§ Task goal
Set down every entry exactly as it stands, omitting any picture.

§ Listed entries
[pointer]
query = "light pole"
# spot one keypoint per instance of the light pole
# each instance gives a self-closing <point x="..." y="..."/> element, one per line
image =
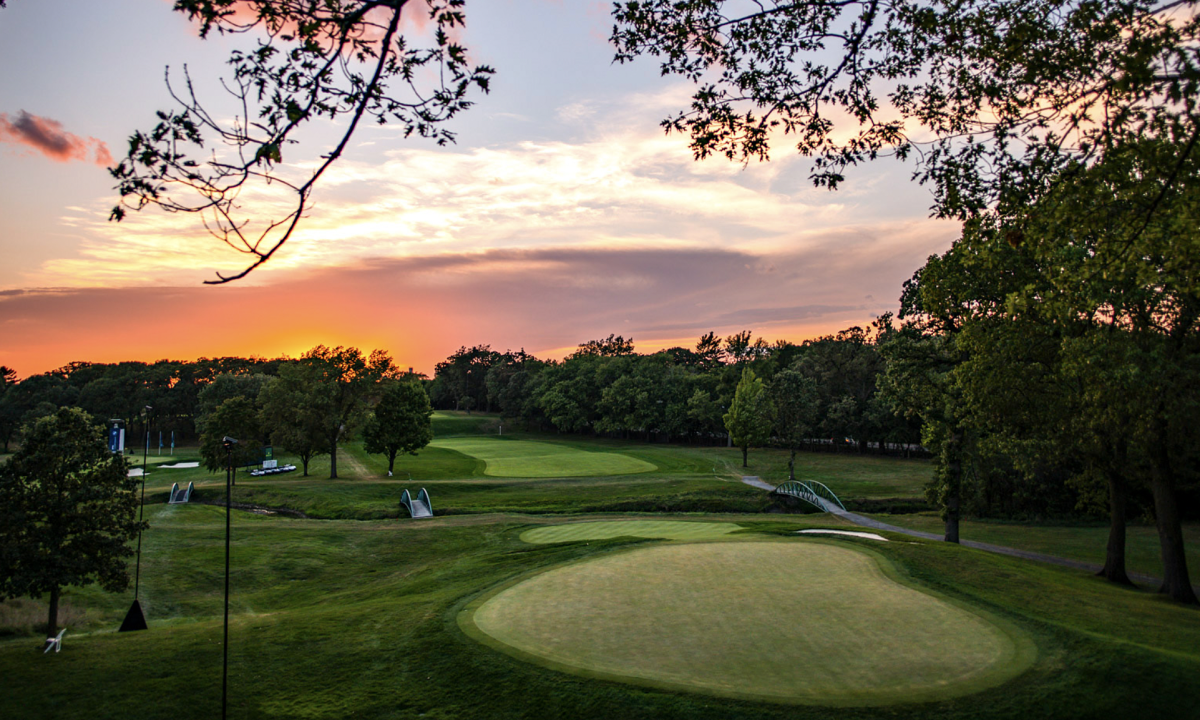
<point x="225" y="663"/>
<point x="136" y="619"/>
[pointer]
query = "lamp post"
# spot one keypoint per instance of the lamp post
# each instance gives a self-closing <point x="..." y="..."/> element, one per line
<point x="225" y="663"/>
<point x="136" y="619"/>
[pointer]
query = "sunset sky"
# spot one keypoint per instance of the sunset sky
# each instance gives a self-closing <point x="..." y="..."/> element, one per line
<point x="563" y="213"/>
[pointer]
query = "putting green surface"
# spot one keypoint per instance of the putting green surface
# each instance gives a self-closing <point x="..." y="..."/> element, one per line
<point x="529" y="459"/>
<point x="792" y="622"/>
<point x="664" y="529"/>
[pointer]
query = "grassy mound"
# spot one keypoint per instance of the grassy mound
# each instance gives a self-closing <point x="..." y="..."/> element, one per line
<point x="657" y="529"/>
<point x="795" y="622"/>
<point x="531" y="459"/>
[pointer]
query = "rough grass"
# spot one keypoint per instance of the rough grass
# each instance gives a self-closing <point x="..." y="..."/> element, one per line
<point x="1079" y="541"/>
<point x="349" y="618"/>
<point x="654" y="529"/>
<point x="505" y="457"/>
<point x="708" y="617"/>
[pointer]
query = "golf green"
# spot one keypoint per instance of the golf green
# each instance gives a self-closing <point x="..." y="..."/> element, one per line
<point x="664" y="529"/>
<point x="529" y="459"/>
<point x="807" y="622"/>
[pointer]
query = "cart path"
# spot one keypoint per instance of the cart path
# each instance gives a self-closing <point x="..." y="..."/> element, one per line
<point x="352" y="463"/>
<point x="1038" y="557"/>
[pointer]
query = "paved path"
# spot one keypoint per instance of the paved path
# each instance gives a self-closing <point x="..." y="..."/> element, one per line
<point x="357" y="469"/>
<point x="867" y="522"/>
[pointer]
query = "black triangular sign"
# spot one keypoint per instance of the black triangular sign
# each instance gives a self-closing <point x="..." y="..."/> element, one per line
<point x="133" y="619"/>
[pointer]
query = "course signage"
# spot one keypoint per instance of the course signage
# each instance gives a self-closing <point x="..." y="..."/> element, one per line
<point x="117" y="438"/>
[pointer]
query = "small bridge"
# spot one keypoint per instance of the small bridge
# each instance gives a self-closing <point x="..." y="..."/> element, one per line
<point x="418" y="507"/>
<point x="811" y="492"/>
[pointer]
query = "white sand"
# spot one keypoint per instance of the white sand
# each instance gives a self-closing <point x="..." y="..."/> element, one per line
<point x="852" y="533"/>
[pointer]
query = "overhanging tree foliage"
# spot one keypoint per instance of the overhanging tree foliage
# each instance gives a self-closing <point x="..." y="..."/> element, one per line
<point x="1012" y="93"/>
<point x="337" y="400"/>
<point x="67" y="511"/>
<point x="340" y="60"/>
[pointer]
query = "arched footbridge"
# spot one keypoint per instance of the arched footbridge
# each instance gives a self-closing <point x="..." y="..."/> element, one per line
<point x="814" y="493"/>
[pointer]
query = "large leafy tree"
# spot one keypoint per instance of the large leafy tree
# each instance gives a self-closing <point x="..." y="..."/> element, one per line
<point x="292" y="412"/>
<point x="237" y="418"/>
<point x="750" y="417"/>
<point x="795" y="397"/>
<point x="342" y="61"/>
<point x="401" y="421"/>
<point x="343" y="379"/>
<point x="1132" y="280"/>
<point x="67" y="511"/>
<point x="1009" y="93"/>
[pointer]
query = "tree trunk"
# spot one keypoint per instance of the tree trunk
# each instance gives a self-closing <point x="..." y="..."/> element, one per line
<point x="953" y="487"/>
<point x="333" y="457"/>
<point x="1176" y="582"/>
<point x="1114" y="558"/>
<point x="52" y="623"/>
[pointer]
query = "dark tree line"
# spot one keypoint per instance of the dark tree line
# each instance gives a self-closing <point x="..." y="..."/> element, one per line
<point x="307" y="406"/>
<point x="683" y="394"/>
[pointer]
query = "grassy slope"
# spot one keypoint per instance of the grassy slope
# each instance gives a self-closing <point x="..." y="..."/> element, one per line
<point x="336" y="618"/>
<point x="1081" y="541"/>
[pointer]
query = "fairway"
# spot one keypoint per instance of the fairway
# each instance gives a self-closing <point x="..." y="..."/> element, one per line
<point x="658" y="529"/>
<point x="529" y="459"/>
<point x="792" y="622"/>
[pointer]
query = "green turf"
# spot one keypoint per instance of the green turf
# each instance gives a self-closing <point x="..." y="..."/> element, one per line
<point x="801" y="622"/>
<point x="351" y="618"/>
<point x="657" y="529"/>
<point x="355" y="615"/>
<point x="527" y="459"/>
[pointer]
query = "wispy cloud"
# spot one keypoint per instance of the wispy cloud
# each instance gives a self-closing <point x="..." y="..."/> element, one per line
<point x="421" y="309"/>
<point x="619" y="189"/>
<point x="48" y="137"/>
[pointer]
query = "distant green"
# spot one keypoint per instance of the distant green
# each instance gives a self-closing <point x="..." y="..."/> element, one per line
<point x="660" y="529"/>
<point x="528" y="459"/>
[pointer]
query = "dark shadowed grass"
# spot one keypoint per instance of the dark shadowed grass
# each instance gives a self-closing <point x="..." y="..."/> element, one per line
<point x="342" y="618"/>
<point x="1078" y="541"/>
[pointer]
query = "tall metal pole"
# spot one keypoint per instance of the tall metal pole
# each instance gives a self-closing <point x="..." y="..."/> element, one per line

§ Problem solution
[pointer]
query = "light pole"
# spot one keypoint per instance of the light pole
# each instance gives a self-closing <point x="..." y="..."/> element, one per line
image =
<point x="225" y="663"/>
<point x="136" y="619"/>
[pointer]
query = "lamp post"
# spot one keypoint per instance of the lamp post
# each instance gives a self-closing <point x="..." y="..."/> element, one per line
<point x="225" y="663"/>
<point x="136" y="619"/>
[pointer]
query = "sunset sky"
# spot one keypoint per instance of the sunset sky
# each instance gives a self-closing <point x="..." y="..."/> element, one per line
<point x="563" y="213"/>
[pointer]
query = "putting green surface"
# spot one keypoint per instance of the putting green surface
# each instance gives a self-closing <point x="..." y="..."/> element, one per line
<point x="529" y="459"/>
<point x="792" y="622"/>
<point x="664" y="529"/>
[pointer]
query = "grassy mound"
# spot one keypoint per instance of the grassy mound
# each instance gives a self-closing <point x="..." y="..."/> element, one per line
<point x="657" y="529"/>
<point x="795" y="622"/>
<point x="531" y="459"/>
[pointer]
query = "rough grass"
# spot one keypoint per instance of the rough grass
# each instance gives a self-closing <point x="..." y="..."/> element, one per line
<point x="1079" y="541"/>
<point x="349" y="618"/>
<point x="654" y="529"/>
<point x="505" y="457"/>
<point x="708" y="617"/>
[pointer]
query = "golf green"
# spot one keypoint per instance of the golf green
# each instance gives a self-closing <point x="..." y="..."/> element, one per line
<point x="664" y="529"/>
<point x="529" y="459"/>
<point x="807" y="622"/>
[pointer]
query = "cart path"
# spot one keypoint per instance of the cart path
# each instance gives a self-closing <point x="..." y="..."/> element, one per line
<point x="352" y="463"/>
<point x="1038" y="557"/>
[pointer]
query = "paved path"
# spot one keypoint per instance of the paved path
# each instance gives a self-closing <point x="..." y="..."/> element, one per line
<point x="357" y="469"/>
<point x="867" y="522"/>
[pointer]
query = "black triangular sign"
# spot one keypoint per instance of the black triangular sign
# each instance gives a self-closing <point x="..." y="..."/> element, one per line
<point x="133" y="619"/>
[pointer]
query = "course signage"
# spot one keypoint per instance of the course signage
# each instance gives a self-closing <point x="..." y="..."/> element, one per line
<point x="117" y="438"/>
[pointer]
query = "small bridge"
# spot one keypoint per instance of the small bridge
# each instance gives a self-closing <point x="..." y="..."/> element, one per line
<point x="418" y="507"/>
<point x="811" y="492"/>
[pointer]
query = "white sand"
# spot one keypoint per instance of the white sand
# each instance gives a self-closing <point x="..." y="..."/> element, one per line
<point x="852" y="533"/>
[pointer]
query = "overhanging tree foliage"
# spot one keypoint per instance of the overhanging tree foliage
# each instance gives a self-closing <point x="..." y="..."/> element, one per line
<point x="1012" y="93"/>
<point x="337" y="400"/>
<point x="67" y="511"/>
<point x="340" y="60"/>
[pointer]
query = "arched footbridge"
# spot one keypoint per instance of the arched footbridge
# each instance gives a self-closing <point x="..." y="..."/> element, one per line
<point x="814" y="493"/>
[pointer]
query = "large leafy tree"
# spot one keypoint per instance of the large leafy tree
# each instance gives a self-closing <point x="..." y="..."/> element, one per line
<point x="292" y="412"/>
<point x="237" y="418"/>
<point x="750" y="417"/>
<point x="795" y="397"/>
<point x="342" y="61"/>
<point x="401" y="421"/>
<point x="343" y="379"/>
<point x="1132" y="280"/>
<point x="67" y="511"/>
<point x="1009" y="93"/>
[pointer]
query = "tree trunk"
# spot one keypoint per instance of the tree trunk
# each instance gives a self-closing <point x="..." y="..."/> element, one per line
<point x="953" y="487"/>
<point x="333" y="457"/>
<point x="1176" y="582"/>
<point x="1114" y="558"/>
<point x="52" y="623"/>
[pointer]
query = "dark tree line"
# spot one keypoint per instance of the dark tree line
# each instance gives a self-closing <point x="..." y="..."/> element, one per line
<point x="307" y="406"/>
<point x="683" y="394"/>
[pointer]
query = "grassy slope"
# spot one keypoint per instance of the grassy slope
# each instance gives a self-closing <point x="..." y="..."/> element, one per line
<point x="336" y="618"/>
<point x="1081" y="541"/>
[pointer]
query = "fairway"
# spot one keypoint per instance of the fairway
# each instance gives a self-closing <point x="..." y="..."/> element, one per line
<point x="658" y="529"/>
<point x="529" y="459"/>
<point x="792" y="622"/>
[pointer]
query = "green turf"
# spot one keypoint per instance of the green turf
# each instance gives a self-closing <point x="..." y="..."/> element, one per line
<point x="801" y="622"/>
<point x="351" y="618"/>
<point x="657" y="529"/>
<point x="355" y="615"/>
<point x="527" y="459"/>
[pointer]
query = "wispy cloud"
# spot one keypoint per instance of the wispy cloud
# each instance gives a self-closing <point x="..." y="..."/> element, one per line
<point x="421" y="309"/>
<point x="619" y="189"/>
<point x="48" y="137"/>
[pointer]
query = "distant green"
# spot one keypoint per instance of the distant green
# each instance gives a self-closing <point x="..." y="..."/> element, one per line
<point x="660" y="529"/>
<point x="528" y="459"/>
[pointer]
query = "dark shadowed grass"
# spot one keypoint per instance of the dark shadowed grass
# each instance gives a self-closing <point x="..." y="..."/> element, one per line
<point x="342" y="618"/>
<point x="1078" y="541"/>
[pointer]
query = "tall metal pole"
# spot one keypoint per instance of the tall metal pole
# each instance gives a self-closing <point x="..." y="..."/> element, one per line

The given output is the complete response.